(Data records)
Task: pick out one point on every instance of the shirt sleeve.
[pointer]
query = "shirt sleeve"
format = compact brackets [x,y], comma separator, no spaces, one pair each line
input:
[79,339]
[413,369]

YOUR TASK:
Please print every row above again without changing a single character.

ANSWER TO THIS EXERCISE:
Task: pick out one point on every instance of the shirt sleeve.
[pointer]
query = "shirt sleeve"
format = compact brackets [x,y], comma separator, no spaces, one pair each line
input:
[79,339]
[413,369]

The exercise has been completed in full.